## WHAT TO DO
Please transcribe the data below exactly. Leave the pictures out.

::::

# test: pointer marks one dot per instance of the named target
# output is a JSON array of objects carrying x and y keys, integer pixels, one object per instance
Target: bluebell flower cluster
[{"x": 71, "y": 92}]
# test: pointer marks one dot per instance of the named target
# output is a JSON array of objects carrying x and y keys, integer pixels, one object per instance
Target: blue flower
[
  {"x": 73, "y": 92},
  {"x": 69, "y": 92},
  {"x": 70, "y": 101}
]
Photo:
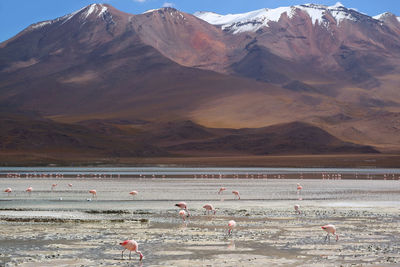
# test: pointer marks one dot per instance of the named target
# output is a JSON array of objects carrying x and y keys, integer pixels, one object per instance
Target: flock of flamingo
[{"x": 184, "y": 213}]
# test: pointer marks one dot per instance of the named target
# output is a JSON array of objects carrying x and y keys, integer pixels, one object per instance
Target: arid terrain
[
  {"x": 104, "y": 83},
  {"x": 41, "y": 229}
]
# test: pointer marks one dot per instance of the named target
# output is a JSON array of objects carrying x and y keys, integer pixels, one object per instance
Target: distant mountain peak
[
  {"x": 254, "y": 20},
  {"x": 97, "y": 10},
  {"x": 386, "y": 16}
]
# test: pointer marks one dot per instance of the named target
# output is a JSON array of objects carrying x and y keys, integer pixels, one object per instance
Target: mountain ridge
[{"x": 100, "y": 65}]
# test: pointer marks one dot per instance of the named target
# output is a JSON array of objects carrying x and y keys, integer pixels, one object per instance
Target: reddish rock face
[{"x": 338, "y": 71}]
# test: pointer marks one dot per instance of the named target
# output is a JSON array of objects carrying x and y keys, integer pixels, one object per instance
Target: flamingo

::::

## ANSWER TO THIS PROBLEM
# test: pointer marks one dot per instance of the named target
# output is a JSON array of objects carrying x and y keys, integer pixels, one object per instance
Target: bluebell flower cluster
[{"x": 71, "y": 92}]
# test: pointer marks one dot per instance of the named target
# output is a JSON array of objects carrying x and y keys, integer pixels, one object per instance
Target: blue flower
[
  {"x": 73, "y": 92},
  {"x": 69, "y": 92},
  {"x": 70, "y": 101}
]
Photo:
# test: pointer marks one dot per instance of the named target
# output is a JSON array of objects carrying x and y keys, integer pixels, one object per instance
Target: flock of flamingo
[{"x": 184, "y": 213}]
# test: pointer marks one dot per instance of the named target
# output is a JSON array of objects carrying x and y keys, integer pixels, one object per instance
Target: arid terrain
[
  {"x": 104, "y": 83},
  {"x": 41, "y": 229}
]
# test: pointer marks one dot per instance of the named target
# output is a JSON array of objects carrying x and y keys, integer pixels, one object per instance
Target: distant mountain peak
[
  {"x": 254, "y": 20},
  {"x": 97, "y": 10},
  {"x": 386, "y": 16}
]
# test: pointer marks one dot per instance of the named target
# output is a JSON array of objects carrying x and y keys, integer pixels, one object per instance
Target: mountain ridge
[{"x": 100, "y": 65}]
# test: pointer marks one dot per instance of the named target
# output is a JSON array of objects carrying x and y keys, integer pixels, one object per instance
Target: reddish rock face
[{"x": 338, "y": 71}]
# test: pointer marks one dot per instance of the named target
# output is a JSON array of objects carrying x and y keys, integer pixels, one object per instance
Target: flamingo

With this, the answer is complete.